Many Boy Scout camps are up for sale. The government should buy them.

Tom Condon, a former Hartford Courant columnist and editorial writer, writes online about Connecticut urban and regional affairs for the CT Mirror.

The Inflation Reduction Act signed into law last month includes billions of dollars for conservation and forestry. Let me suggest a way to spend some of it: Buy Boy Scout camps. Get them while supplies last.

The Boy Scouts of America organization is, as the cops say, jammed up. The BSA is in federal bankruptcy court in Delaware, where this past week it gained approval for a $2.46 billion plan to settle more than 82,000 claims of child sexual abuse spanning decades.

The BSA’s approximately 250 local councils will be on the hook for more than $500 million in cash or land, which is why many of them have sold, or announced they are selling, their camps.

Many of these camps are almost pristine, ecologically valuable parcels, with waterfront and forested land. While local governments and nonprofits are trying to save some of the camps, others are being sold and converted to other uses, including a gated community, a water park, a gravel mine and an off-road driving facility.

The federal government needs to step in. This is the moment when these lands will be saved or lost.

BSA campgrounds were being sold even before the sexual-abuse scandal sent the organization into Chapter 11. The BSA has been losing membership for decades, from more than 4 million in the 1970s to less than 800,000 today.

The decline has left the Boy Scouts with more properties than they need. My own Boy Scout camp, Camp Wakenah, on an exquisite 32-acre lakefront site in rural Connecticut, was sold two decades ago and is now a multimillion-dollar residence that offers, among other amenities, an elevator to the wine cellar. Some might view that as an upgrade from a dirt path to the outhouse; I do not.

========================================================================

> _STATED EXERCISE A_
According to the column on Boy Scout camps, why have many local councils sold their camps or announced plans to sell them? Answer in one to three sentences.
> _STATED EXERCISE B_
Summarize the column on Boy Scout camps in two sentences.
The entries that follow have no connection to the column.

========================================================================

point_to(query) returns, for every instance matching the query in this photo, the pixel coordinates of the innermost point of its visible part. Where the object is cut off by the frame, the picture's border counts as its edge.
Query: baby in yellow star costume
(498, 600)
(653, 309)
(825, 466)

========================================================================

> _TASK SOLUTION A_
The roughly 250 local councils of the Boy Scouts of America must contribute more than $500 million in cash or land to a $2.46 billion plan that settles over 82,000 claims of child sexual abuse. That obligation is why many of them have sold their camps or announced they are selling them.

> _TASK SOLUTION B_
The column argues that the federal government should use conservation and forestry money from the Inflation Reduction Act to buy Boy Scout camps, which local councils are selling to meet their share of a bankruptcy settlement over child sexual abuse claims. Many of these camps are nearly pristine, ecologically valuable lands, and while local governments and nonprofits are trying to save some of them, others are being converted to uses such as a gated community, a water park, a gravel mine and an off-road driving facility.